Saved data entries
========

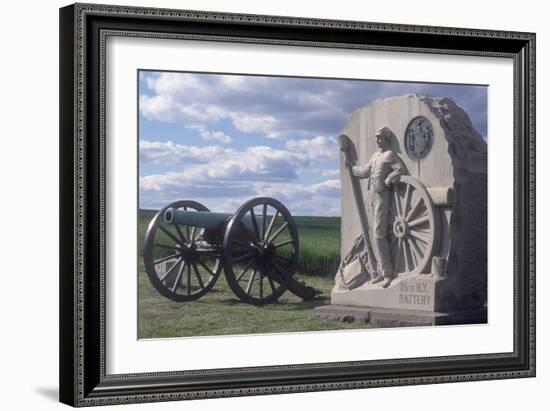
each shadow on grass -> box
[279,298,330,311]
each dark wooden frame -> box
[59,2,535,407]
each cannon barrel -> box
[164,208,263,232]
[164,209,231,230]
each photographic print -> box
[137,71,488,338]
[60,4,535,405]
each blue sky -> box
[138,71,487,216]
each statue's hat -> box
[374,127,392,140]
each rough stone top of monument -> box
[343,94,487,192]
[350,93,487,173]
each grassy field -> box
[138,209,373,338]
[138,266,372,338]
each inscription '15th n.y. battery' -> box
[399,281,432,305]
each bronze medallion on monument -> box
[405,116,434,160]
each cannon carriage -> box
[143,197,318,305]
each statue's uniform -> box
[353,150,405,279]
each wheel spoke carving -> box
[403,184,411,217]
[403,240,411,272]
[411,237,427,255]
[409,215,429,227]
[410,230,430,244]
[394,188,403,218]
[409,237,424,262]
[406,197,423,221]
[408,239,419,266]
[389,175,439,276]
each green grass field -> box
[138,209,373,338]
[138,268,373,338]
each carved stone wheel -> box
[143,200,222,302]
[222,197,299,306]
[388,175,439,276]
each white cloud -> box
[140,177,342,216]
[140,96,225,125]
[229,113,279,138]
[139,138,345,215]
[138,72,487,216]
[139,139,332,172]
[140,141,230,165]
[198,129,232,144]
[139,72,354,140]
[140,141,307,186]
[285,136,338,161]
[140,71,488,141]
[311,179,341,197]
[321,169,340,178]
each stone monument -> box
[314,94,487,326]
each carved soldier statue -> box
[348,127,406,287]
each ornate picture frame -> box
[59,3,535,406]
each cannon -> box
[143,197,319,305]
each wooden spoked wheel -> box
[222,197,299,306]
[143,200,222,302]
[388,175,439,276]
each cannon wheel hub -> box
[256,242,276,260]
[393,217,410,239]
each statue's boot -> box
[371,274,384,284]
[382,276,394,288]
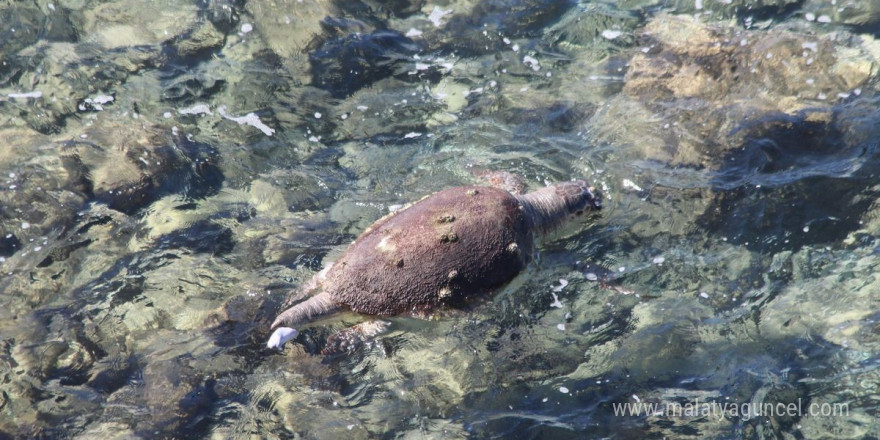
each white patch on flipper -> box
[267,327,298,349]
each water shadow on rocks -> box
[435,0,577,57]
[0,204,273,437]
[309,27,422,98]
[458,332,842,439]
[60,132,224,215]
[698,107,880,253]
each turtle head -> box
[555,180,602,217]
[516,180,601,234]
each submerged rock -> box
[658,0,801,22]
[80,0,202,48]
[624,14,875,116]
[0,0,226,134]
[0,5,47,59]
[60,118,223,214]
[172,21,226,58]
[422,0,576,56]
[695,99,880,251]
[802,0,880,28]
[546,2,642,54]
[334,77,445,141]
[310,29,421,98]
[246,0,336,58]
[2,41,146,133]
[591,14,880,251]
[0,128,89,264]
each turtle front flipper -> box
[321,320,391,355]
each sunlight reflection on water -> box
[1,0,879,438]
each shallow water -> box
[2,0,880,438]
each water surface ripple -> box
[1,0,879,438]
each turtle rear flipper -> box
[271,290,339,330]
[268,290,340,349]
[321,320,391,355]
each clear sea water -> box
[1,0,879,438]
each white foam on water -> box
[8,91,42,99]
[218,106,275,136]
[428,6,452,27]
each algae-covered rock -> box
[0,128,88,259]
[60,117,223,214]
[547,2,642,54]
[334,77,446,141]
[624,14,875,112]
[0,0,225,134]
[310,29,421,98]
[586,15,880,252]
[246,0,336,58]
[81,0,202,48]
[802,0,880,28]
[659,0,801,20]
[0,5,46,59]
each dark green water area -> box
[1,0,880,438]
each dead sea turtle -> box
[267,178,602,349]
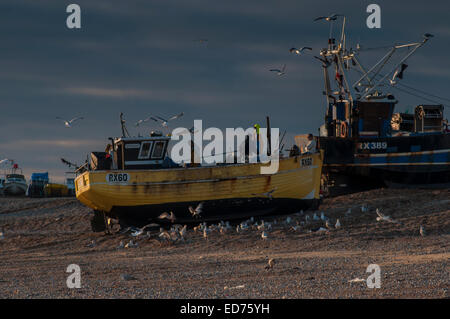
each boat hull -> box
[76,153,323,224]
[3,182,27,196]
[319,133,450,187]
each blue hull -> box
[319,133,450,185]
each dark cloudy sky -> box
[0,0,449,181]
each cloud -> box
[0,139,102,151]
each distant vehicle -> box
[65,173,76,197]
[44,183,69,197]
[28,172,49,198]
[0,178,5,196]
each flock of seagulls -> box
[88,199,428,276]
[268,14,346,76]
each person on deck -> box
[302,134,317,154]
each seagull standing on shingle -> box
[121,274,138,281]
[159,230,171,243]
[265,258,275,270]
[419,225,426,237]
[335,219,341,229]
[125,240,138,248]
[179,225,187,239]
[86,240,96,248]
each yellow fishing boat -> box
[75,128,323,231]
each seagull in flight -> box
[158,211,176,223]
[269,64,286,76]
[152,113,184,128]
[289,47,312,55]
[376,208,401,224]
[188,202,203,219]
[0,159,12,166]
[251,188,277,200]
[56,116,84,128]
[390,63,408,86]
[130,224,155,237]
[135,116,158,127]
[314,14,343,21]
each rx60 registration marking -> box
[106,173,129,184]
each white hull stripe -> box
[356,149,450,158]
[326,162,450,167]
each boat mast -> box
[120,112,130,138]
[319,15,353,103]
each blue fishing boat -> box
[306,16,450,194]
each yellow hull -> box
[76,152,323,222]
[44,183,69,197]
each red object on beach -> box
[13,164,18,169]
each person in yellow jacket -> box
[254,124,261,162]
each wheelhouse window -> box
[138,141,153,159]
[151,141,165,159]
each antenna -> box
[120,112,130,138]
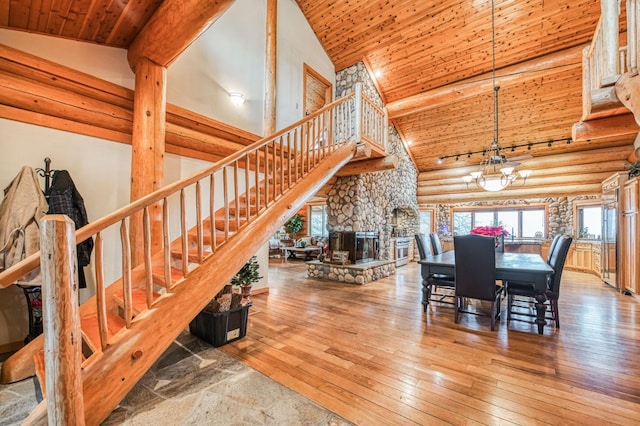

========

__Work required__. Please repeat every record above exactly, leaving the pictures out.

__Exercise answer__.
each shadow on grass -> box
[279,298,330,311]
each dark wooden frame -> box
[59,2,535,407]
each cannon barrel -> box
[164,208,263,232]
[164,209,231,230]
each photographic print -> box
[137,71,488,338]
[60,4,535,405]
each blue sky -> box
[138,71,487,216]
each statue's hat -> box
[374,127,392,140]
each rough stone top of monument -> box
[343,94,487,192]
[350,93,487,173]
each grassy field -> box
[138,209,373,338]
[138,266,372,338]
each inscription '15th n.y. battery' -> box
[399,281,432,305]
each bronze medallion on monument -> box
[405,116,434,160]
each cannon carriage -> box
[143,197,318,305]
each statue's uniform -> box
[353,150,405,279]
each wheel spoke carving -> box
[403,184,411,217]
[403,240,411,272]
[411,237,427,255]
[409,215,429,227]
[410,230,430,244]
[394,188,403,218]
[409,237,424,262]
[406,197,423,221]
[408,239,419,266]
[389,175,439,276]
each green grass field -> box
[138,209,373,338]
[138,268,373,338]
each carved stone wheel -> box
[143,200,222,302]
[222,197,299,306]
[388,175,439,276]
each white cloud -> box
[140,177,342,216]
[140,96,225,125]
[229,113,279,138]
[139,138,345,215]
[138,72,487,216]
[139,139,332,172]
[140,141,230,165]
[198,129,232,144]
[139,72,354,140]
[140,141,307,186]
[285,136,338,161]
[140,71,488,141]
[311,179,341,197]
[321,169,340,178]
each stone monument -> box
[314,94,487,326]
each carved soldier statue -> box
[348,127,406,287]
each ornate picture frame -> box
[59,3,535,406]
each cannon -> box
[143,197,319,305]
each wooden spoked wheel -> box
[222,197,299,306]
[143,200,222,302]
[388,175,439,276]
each cannon wheel hub -> box
[256,242,276,260]
[393,217,410,239]
each statue's boot -> box
[371,274,384,284]
[382,276,394,288]
each white patch on flipper -> box
[267,327,298,349]
each water shadow on rocks -> box
[435,0,577,57]
[0,204,273,437]
[309,27,422,98]
[458,332,842,439]
[60,132,224,215]
[698,107,880,253]
each turtle head -> box
[555,180,602,217]
[516,180,601,234]
each submerged rock -> box
[658,0,801,22]
[80,0,202,48]
[624,14,875,116]
[0,0,226,134]
[0,5,47,59]
[60,118,223,214]
[172,21,226,58]
[422,0,576,56]
[695,99,880,251]
[802,0,880,28]
[546,2,642,54]
[334,77,445,141]
[310,29,421,98]
[246,0,336,58]
[2,41,146,133]
[591,14,880,251]
[0,128,89,264]
each turtle front flipper -> box
[321,320,391,355]
each sunlight reflection on water -> box
[1,0,879,438]
each shallow water -> box
[2,0,880,438]
each water surface ripple -> box
[1,0,879,438]
each turtle rear flipper -> box
[271,290,339,330]
[268,290,340,349]
[321,320,391,355]
each clear sea water -> box
[1,0,879,438]
each white foam on water -> box
[8,91,42,99]
[218,106,275,136]
[428,6,452,27]
each algae-covered rock -> box
[0,128,88,259]
[60,117,223,214]
[547,2,642,54]
[334,77,446,141]
[624,14,875,112]
[0,0,225,134]
[310,29,421,98]
[586,15,880,252]
[246,0,336,58]
[81,0,202,48]
[802,0,880,28]
[659,0,801,20]
[0,5,46,59]
each dark green water area -> box
[1,0,880,438]
each dead sea turtle -> box
[267,178,602,349]
each boat hull -> box
[76,153,323,224]
[3,182,27,196]
[319,133,450,187]
each blue hull -> box
[319,133,450,185]
each dark cloudy sky -> box
[0,0,449,181]
each cloud -> box
[0,139,102,151]
each distant vehicle -> box
[65,173,76,197]
[44,183,69,197]
[28,172,49,198]
[0,178,5,196]
each flock of seagulls -> box
[88,199,428,276]
[268,14,346,76]
each person on deck -> box
[302,134,317,154]
each seagull standing on shingle -> box
[121,274,138,281]
[159,230,171,243]
[265,258,275,270]
[419,225,426,237]
[335,219,341,229]
[125,240,138,248]
[179,225,187,239]
[86,240,96,248]
each yellow fishing boat -> box
[75,128,323,231]
each seagull in flight -> box
[158,211,176,223]
[269,64,286,76]
[152,113,184,128]
[289,47,312,55]
[376,208,401,224]
[188,202,203,219]
[0,159,12,166]
[251,188,277,200]
[56,116,84,128]
[390,63,408,86]
[130,224,155,237]
[135,116,158,127]
[314,14,343,21]
each rx60 registration marking -> box
[106,173,129,184]
each white hull stripe -> box
[356,149,450,158]
[326,162,450,167]
each boat mast -> box
[120,112,130,138]
[319,15,353,103]
each blue fishing boat -> box
[306,16,450,194]
each yellow hull -> box
[76,152,323,222]
[44,183,69,197]
each red object on beach -> box
[13,164,18,169]
each person in yellow jacket -> box
[254,124,261,162]
each wheelhouse window -> box
[138,141,153,159]
[151,141,165,159]
each antenna -> box
[120,112,130,138]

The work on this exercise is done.